## Metin
Öyle kolay mı.!

07.07.2018 tarihinde Londra’ya ilk geldiğimde buranın benim ikinci ülkem olacağını tahmin etmiyordum. Vatandaş olma, uzun süre yaşama amacıyla gelmemiştim. Amacım kendime yatırım, kendi kariyer yolculuğumda daha iyi olmak, kendime yeni donanımlar eklemekti. Polis kontrol sırasında yardım ettiğim için bana dua eden iki teyzenin duasına ise gülümsemiştim. Olur mu diye düşünmüşümdür kesin; ancak hatırlamıyorum.

İngiltere’ye öğrenci olarak gelmeden önce 16 ülke gezmiştim ardından İngiltere ve İrlanda’da  öğrenci olmak üzerine araştırmalara başlamıştım. Benden büyüklerle çalıştığım içinde 30 yaşında ben böyle olmak istemiyorum, diye düşünmüştüm.

25 yaşında geldiğim İngiltere’de olasılıklarım çoğalmaya başlamış. Öğrencilik ve iş süreçlerim ile dünya insanı olma isteğim daha da artmıştı. Dünya haritasında daha önce bilmediğim örneğin; Ekvador’dan arkadaşlarım olmuş, politik, siyasi, tarihi olarak anlamlandırmam gereken sorular ile ilgili daha geniş perspektiflerden hayata bakmaya başlamıştım. 2018 öncesi bana sorsaydınız bugünkü beni oluşturan birçok deneyimi, gerçekliği yaşayacağım, hayal gibi gelebilirdi. Sahiden de hayal.. Bir Afrika prensesi ile Kraliçe Camilla ile Ken McCarthy ile tanışmayı hayal etmiyordum, doğrusu ancak tanıştım. Bu ve benzeri kazanımlarla büyük olan her şeyi küçültmeye başladım.

## Verilen liste
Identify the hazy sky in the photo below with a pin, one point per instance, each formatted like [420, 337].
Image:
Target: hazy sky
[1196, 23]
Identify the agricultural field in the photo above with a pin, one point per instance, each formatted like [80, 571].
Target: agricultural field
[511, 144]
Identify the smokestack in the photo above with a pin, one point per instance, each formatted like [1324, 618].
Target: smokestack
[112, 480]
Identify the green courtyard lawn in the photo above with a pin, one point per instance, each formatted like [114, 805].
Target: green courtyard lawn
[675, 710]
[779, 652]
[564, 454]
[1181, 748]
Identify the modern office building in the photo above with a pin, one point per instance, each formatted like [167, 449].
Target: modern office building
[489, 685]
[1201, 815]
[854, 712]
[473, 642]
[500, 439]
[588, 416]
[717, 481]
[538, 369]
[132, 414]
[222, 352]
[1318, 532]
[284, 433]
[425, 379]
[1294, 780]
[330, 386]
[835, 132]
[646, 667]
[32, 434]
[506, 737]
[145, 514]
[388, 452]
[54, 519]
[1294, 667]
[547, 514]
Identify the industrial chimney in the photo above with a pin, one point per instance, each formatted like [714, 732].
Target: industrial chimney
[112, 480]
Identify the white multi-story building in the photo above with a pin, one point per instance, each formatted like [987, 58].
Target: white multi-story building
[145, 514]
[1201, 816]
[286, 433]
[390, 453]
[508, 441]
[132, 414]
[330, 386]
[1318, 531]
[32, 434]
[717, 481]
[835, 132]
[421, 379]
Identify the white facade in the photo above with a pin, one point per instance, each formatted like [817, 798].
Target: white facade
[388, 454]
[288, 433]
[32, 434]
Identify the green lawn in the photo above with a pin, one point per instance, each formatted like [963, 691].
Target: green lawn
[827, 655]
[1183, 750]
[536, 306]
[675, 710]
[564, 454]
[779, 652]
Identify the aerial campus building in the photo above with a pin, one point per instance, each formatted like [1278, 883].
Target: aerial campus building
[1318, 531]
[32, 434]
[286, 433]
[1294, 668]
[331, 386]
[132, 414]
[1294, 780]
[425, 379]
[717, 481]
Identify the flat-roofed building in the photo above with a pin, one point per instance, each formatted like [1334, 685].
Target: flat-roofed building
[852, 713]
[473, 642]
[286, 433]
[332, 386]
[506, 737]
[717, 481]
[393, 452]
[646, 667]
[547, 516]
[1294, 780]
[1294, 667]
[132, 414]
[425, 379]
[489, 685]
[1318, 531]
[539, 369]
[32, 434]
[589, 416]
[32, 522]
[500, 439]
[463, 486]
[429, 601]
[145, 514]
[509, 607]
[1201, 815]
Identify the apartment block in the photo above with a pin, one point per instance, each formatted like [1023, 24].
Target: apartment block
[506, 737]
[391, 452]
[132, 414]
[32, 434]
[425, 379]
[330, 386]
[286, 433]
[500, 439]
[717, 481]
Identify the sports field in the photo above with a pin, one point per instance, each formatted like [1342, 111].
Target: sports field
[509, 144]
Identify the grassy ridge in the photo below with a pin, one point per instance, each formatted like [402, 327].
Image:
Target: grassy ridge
* * *
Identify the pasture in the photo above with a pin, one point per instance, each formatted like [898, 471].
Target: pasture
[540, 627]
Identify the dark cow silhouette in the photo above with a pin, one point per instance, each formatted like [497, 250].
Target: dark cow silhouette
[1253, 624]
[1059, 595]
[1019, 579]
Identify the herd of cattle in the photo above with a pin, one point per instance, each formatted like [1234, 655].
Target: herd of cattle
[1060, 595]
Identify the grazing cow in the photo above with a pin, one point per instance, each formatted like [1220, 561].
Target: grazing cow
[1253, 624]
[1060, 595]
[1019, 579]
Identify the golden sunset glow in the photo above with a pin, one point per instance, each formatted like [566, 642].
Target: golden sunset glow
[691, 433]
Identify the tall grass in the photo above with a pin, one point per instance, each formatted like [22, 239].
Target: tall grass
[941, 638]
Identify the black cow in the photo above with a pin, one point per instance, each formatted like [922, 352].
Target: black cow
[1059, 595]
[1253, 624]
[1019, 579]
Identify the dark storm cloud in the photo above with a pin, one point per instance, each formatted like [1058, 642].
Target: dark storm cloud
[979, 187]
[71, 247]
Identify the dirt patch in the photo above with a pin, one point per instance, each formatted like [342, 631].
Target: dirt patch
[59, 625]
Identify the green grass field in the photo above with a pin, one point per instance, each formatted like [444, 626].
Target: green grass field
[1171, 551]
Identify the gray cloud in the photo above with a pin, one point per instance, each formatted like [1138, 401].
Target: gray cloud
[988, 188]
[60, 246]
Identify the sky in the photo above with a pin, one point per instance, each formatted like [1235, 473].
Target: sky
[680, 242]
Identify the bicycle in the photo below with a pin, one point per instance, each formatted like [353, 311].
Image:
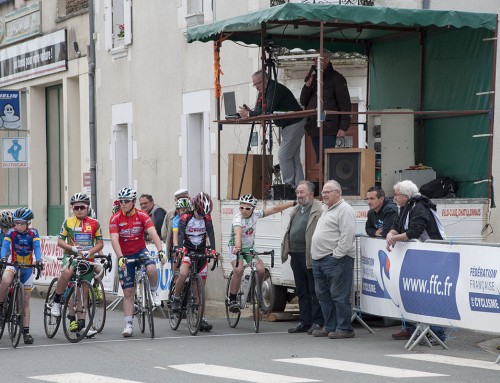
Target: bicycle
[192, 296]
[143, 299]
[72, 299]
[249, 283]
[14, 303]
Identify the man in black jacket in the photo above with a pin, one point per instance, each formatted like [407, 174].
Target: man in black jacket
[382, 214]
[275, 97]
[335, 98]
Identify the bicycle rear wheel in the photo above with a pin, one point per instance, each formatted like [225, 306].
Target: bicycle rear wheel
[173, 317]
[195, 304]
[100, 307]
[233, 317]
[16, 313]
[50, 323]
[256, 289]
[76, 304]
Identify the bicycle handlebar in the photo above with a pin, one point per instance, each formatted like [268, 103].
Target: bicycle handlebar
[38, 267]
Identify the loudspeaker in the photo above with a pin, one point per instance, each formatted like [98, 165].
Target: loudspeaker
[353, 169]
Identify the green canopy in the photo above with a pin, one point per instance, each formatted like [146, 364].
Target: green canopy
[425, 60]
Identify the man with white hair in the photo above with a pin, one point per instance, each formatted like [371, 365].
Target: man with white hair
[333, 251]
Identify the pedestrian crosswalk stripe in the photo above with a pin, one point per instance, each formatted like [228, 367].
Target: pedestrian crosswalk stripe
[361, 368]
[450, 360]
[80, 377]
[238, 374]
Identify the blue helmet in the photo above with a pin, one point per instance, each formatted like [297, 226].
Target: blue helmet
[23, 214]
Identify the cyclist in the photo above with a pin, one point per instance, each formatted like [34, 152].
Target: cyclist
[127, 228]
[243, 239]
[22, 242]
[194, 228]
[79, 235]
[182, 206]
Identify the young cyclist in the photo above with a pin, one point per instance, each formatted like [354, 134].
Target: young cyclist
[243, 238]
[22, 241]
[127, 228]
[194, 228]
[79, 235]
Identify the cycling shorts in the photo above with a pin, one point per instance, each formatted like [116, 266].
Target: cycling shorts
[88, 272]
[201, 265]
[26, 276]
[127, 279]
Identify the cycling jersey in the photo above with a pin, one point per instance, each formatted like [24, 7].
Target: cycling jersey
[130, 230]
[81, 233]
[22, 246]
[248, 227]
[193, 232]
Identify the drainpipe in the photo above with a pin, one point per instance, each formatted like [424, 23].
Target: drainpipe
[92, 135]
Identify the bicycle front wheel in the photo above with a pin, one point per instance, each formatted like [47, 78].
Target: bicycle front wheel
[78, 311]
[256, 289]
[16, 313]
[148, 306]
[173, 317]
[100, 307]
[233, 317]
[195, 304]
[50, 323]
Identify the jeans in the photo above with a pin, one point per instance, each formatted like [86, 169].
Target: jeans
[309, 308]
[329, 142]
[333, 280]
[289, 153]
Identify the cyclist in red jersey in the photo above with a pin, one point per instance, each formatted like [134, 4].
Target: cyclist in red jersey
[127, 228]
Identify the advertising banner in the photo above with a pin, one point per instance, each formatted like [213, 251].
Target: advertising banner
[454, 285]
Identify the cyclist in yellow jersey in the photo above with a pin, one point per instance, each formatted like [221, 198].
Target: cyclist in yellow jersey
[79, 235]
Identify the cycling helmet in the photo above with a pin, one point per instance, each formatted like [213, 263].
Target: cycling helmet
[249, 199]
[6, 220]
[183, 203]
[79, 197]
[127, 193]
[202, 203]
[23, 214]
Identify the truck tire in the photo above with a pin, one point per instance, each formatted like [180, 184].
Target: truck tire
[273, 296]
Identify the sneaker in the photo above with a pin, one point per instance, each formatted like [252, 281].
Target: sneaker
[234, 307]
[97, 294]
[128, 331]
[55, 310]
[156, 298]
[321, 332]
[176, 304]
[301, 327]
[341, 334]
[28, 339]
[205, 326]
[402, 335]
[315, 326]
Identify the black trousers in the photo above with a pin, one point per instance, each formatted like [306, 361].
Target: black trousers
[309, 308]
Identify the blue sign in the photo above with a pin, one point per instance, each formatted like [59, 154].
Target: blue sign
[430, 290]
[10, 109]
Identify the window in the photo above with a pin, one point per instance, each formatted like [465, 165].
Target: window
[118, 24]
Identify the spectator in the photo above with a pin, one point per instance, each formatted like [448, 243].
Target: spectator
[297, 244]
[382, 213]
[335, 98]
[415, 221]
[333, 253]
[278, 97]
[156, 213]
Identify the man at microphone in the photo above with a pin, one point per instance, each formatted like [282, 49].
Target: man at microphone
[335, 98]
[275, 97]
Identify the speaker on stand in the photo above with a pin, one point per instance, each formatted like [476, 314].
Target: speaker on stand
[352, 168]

## Görev A
Metinde "Öyle kolay mı.!" sözlerinden aşağıya, "kesin; ancak hatırlamıyorum." sözlerine kadar ne varsa olduğu gibi yazın.
## Görev B
Metne göre İngiltere'ye öğrenci olarak gelinmeden önce kaç ülke gezilmişti?
## Görev C
Londra'ya gelişin anlatıldığı metni kaldığı yerden sürdürün.

## Görev çıktısı A
Öyle kolay mı.!

07.07.2018 tarihinde Londra’ya ilk geldiğimde buranın benim ikinci ülkem olacağını tahmin etmiyordum. Vatandaş olma, uzun süre yaşama amacıyla gelmemiştim. Amacım kendime yatırım, kendi kariyer yolculuğumda daha iyi olmak, kendime yeni donanımlar eklemekti. Polis kontrol sırasında yardım ettiğim için bana dua eden iki teyzenin duasına ise gülümsemiştim. Olur mu diye düşünmüşümdür kesin; ancak hatırlamıyorum.

## Görev çıktısı B
16 ülke gezilmişti.

## Görev çıktısı C
İnişli, çıkışlı süreçler, zihni yönetmek, kontrol etmek, disipline etmek ise çaba, birikim, emek, psikolojik sermaye gerektiriyor.. Kolay mı derseniz hiç kolay değil ancak bu hayatta çalışmak, üretmek, var etmek zaten hiç kolay değil; ancak o ormana girmek, ormanın derinliklerindeki ıssız sesleri merak ediyorsanız süreçlerin kolay olmadığını bilerek yola çıkıyorsunuz. Sonuç bu nedenle daha önemli. Bu süreçler bana İngiltere gibi bir ülkenin 2. evim olması sonucunu verdi. Korkuyordum, kaygılarım vardı ancak içimde yapabileceğime inanan bir ses vardı. Yapabilirsin, diyordu, dene.. Eğer siz yapabileceğinize inanıyorsanız size inanmayan insanlar, durumlarda sizi yolunuzdan alıkoyamıyor ya da hayatta bir amacınız, hedefiniz, hayalleriniz varsa önünüze bakıyorsunuz; çünkü sağınıza, solunuza baktığınızda su yutup geride kalacağınızı biliyorsunuz. Bunların hepsi süreç, elbet. Yazmak kolay, yaşamak ve yapmak ise zor. Öyle kolay mı.!

Bu süreçte yaşadığım her an’a minnet doluyum; çünkü öğrendim, ders aldım, fark ettim, deneyimledim. Okuduklarım bana şunu öğretmişti; insan kendi hayatının sanatçısı nasıl olur? Hayatımı nasıl işleyebilirim, nasıl bir hikaye’ye dönüştürebilirim?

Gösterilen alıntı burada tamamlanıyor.